## EXERCISE REQUIREMENTS
In the sugar article below, which foods does the author say a balanced diet should include plenty of?

## TEXT EXCERPT
....

A recent 60 minutes special entitled “Is Sugar Toxic?” has caused quite a stir within both nutrition professionals and the general public. For years there have been debates among nutrition professionals as to whether sugar is the cause and or contributor to obesity. Ironically over the past decade sugar and fructose consumption has declined, while obesity rates continue to soar.
The negatives of sugarMany recent studies have concluded that excessive added sugar intake can lead to increased risk of heart disease, especially contributing to elevating triglyceride levels. Indirectly consuming a large amount of sugar can also increase your risk of diabetes. Lastly, it is of no surprise that sugar consumption is linked with poorer dental health.
With that being said….
I do not agree with completely limiting any food group in the efforts of healthy eating. I am a firm believer that sugar consumed in small amounts can be part of a healthy diet. If you are able to find balance in your diet and include plenty of the fruits, vegetables, and lean protein there should also be room for a little sugar once and a while. Many of my clients have been able to consume small amounts of sugar and remain within a healthy weight and small risk of developing disease. The key is portion control.
How much sugar can I have?
Most organizations recommend limiting your added sugar intake to only 5-10% of your total daily caloric intake. So if you consume about 2,000 calories a day, you should not go above 100 calories per day from sugar. More specifically recommendations are gender and age based. For example women are recommended not to exceed 6 teaspoons of sugar per day, while the limit for men is 9 teaspoons per day (each teaspoon equals 4 grams and each gram produces 4 calories). According to the American Heart Association children’s added sugar intake should not exceed the range 130-250 calories per day (depending on age).

....

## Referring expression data

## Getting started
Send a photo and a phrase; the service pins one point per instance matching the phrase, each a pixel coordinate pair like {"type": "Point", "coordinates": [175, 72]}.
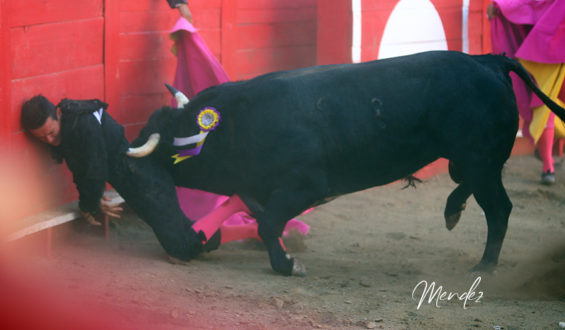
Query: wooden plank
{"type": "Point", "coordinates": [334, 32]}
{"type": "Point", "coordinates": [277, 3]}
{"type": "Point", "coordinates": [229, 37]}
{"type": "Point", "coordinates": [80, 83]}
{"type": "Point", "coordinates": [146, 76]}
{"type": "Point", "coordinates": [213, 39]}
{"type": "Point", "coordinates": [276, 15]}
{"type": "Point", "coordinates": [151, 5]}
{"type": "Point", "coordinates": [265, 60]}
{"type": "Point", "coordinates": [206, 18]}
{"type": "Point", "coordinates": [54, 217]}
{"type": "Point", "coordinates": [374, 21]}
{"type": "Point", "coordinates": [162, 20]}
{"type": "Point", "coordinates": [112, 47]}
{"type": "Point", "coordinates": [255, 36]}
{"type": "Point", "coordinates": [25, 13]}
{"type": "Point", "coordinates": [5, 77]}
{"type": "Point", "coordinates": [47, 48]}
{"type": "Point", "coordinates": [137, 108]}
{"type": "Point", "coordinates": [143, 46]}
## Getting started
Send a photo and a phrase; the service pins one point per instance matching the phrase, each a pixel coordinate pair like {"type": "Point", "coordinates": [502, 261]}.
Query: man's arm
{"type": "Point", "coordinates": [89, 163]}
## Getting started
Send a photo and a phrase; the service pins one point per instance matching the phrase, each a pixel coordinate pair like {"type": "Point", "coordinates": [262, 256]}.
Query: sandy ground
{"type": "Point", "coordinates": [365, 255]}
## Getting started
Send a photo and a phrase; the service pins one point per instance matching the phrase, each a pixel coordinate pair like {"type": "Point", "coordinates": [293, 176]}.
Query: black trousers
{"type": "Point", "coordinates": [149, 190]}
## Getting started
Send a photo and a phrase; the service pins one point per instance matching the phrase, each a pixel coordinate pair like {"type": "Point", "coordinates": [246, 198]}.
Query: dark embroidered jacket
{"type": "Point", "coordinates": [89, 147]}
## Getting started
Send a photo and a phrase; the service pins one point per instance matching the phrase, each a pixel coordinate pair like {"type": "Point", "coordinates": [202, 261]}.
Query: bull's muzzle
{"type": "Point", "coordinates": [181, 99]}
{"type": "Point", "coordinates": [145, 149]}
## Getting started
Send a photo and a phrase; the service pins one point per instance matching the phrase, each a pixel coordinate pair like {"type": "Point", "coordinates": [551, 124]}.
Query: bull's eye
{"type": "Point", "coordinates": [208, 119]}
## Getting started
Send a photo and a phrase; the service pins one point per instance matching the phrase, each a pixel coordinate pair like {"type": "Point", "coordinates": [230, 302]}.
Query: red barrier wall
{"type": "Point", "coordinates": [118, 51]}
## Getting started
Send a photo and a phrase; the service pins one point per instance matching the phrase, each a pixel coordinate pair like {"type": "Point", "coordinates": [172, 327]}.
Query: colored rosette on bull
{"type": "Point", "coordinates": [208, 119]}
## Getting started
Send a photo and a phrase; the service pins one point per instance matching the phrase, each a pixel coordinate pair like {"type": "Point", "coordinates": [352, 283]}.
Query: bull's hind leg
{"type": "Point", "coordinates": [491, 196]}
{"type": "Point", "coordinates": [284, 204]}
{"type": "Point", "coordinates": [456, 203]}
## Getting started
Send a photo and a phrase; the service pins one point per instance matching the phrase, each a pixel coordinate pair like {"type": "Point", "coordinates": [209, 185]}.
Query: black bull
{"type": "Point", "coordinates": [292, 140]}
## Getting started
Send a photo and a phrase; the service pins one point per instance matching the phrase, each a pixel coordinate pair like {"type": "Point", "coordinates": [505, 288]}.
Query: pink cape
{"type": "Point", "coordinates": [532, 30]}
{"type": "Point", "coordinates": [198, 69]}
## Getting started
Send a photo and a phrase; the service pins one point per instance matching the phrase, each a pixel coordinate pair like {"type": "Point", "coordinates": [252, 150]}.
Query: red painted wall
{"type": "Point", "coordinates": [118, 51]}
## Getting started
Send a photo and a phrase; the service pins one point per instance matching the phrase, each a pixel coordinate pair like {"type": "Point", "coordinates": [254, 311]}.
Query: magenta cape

....

## WORKED SOLUTION
Fruits, vegetables, and lean protein.